- _Exercise directions_
In the listing, take the stretch from the line containing "Task: pick out black" through the line containing "<point>238,489</point>" and write it out again with every "yellow cloth" swapped for "orange cloth". Change nothing else, and return only those lines.

- _Extracted data_
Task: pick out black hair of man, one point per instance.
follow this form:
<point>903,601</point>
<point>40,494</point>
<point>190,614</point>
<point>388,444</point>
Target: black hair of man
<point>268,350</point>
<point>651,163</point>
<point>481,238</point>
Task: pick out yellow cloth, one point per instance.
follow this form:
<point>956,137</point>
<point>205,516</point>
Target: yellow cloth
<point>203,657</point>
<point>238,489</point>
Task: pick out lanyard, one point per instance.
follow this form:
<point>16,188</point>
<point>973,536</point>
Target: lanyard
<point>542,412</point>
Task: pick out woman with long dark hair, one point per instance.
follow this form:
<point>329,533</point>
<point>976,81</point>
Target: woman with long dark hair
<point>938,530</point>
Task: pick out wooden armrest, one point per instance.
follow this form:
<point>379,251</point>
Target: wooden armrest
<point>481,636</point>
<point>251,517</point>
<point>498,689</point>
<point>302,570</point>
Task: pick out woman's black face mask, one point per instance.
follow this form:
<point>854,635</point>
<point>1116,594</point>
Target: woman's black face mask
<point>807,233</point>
...
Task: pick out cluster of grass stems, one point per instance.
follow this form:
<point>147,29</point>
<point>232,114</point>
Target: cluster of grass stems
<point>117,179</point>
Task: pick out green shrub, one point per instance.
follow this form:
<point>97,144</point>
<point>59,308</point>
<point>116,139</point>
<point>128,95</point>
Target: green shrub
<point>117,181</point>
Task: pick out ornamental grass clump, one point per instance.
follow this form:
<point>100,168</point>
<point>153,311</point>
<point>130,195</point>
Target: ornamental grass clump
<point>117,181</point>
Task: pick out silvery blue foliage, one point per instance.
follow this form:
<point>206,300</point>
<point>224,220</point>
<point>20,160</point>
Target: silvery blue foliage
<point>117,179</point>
---
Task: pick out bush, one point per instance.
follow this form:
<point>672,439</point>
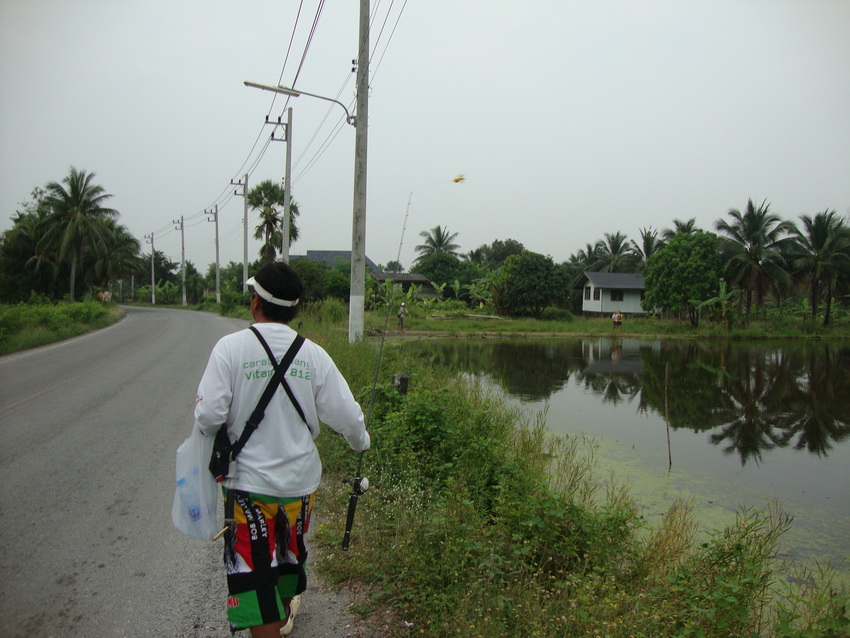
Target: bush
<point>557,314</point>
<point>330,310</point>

- _Answer to this problem_
Task: pick out black hair of man, one point per instance.
follow this form:
<point>903,601</point>
<point>40,494</point>
<point>190,614</point>
<point>388,444</point>
Target: black hair of man
<point>268,350</point>
<point>651,163</point>
<point>481,238</point>
Task: pick out orange cloth, one point per instance.
follow this form:
<point>956,137</point>
<point>205,516</point>
Target: orange cloth
<point>203,657</point>
<point>238,489</point>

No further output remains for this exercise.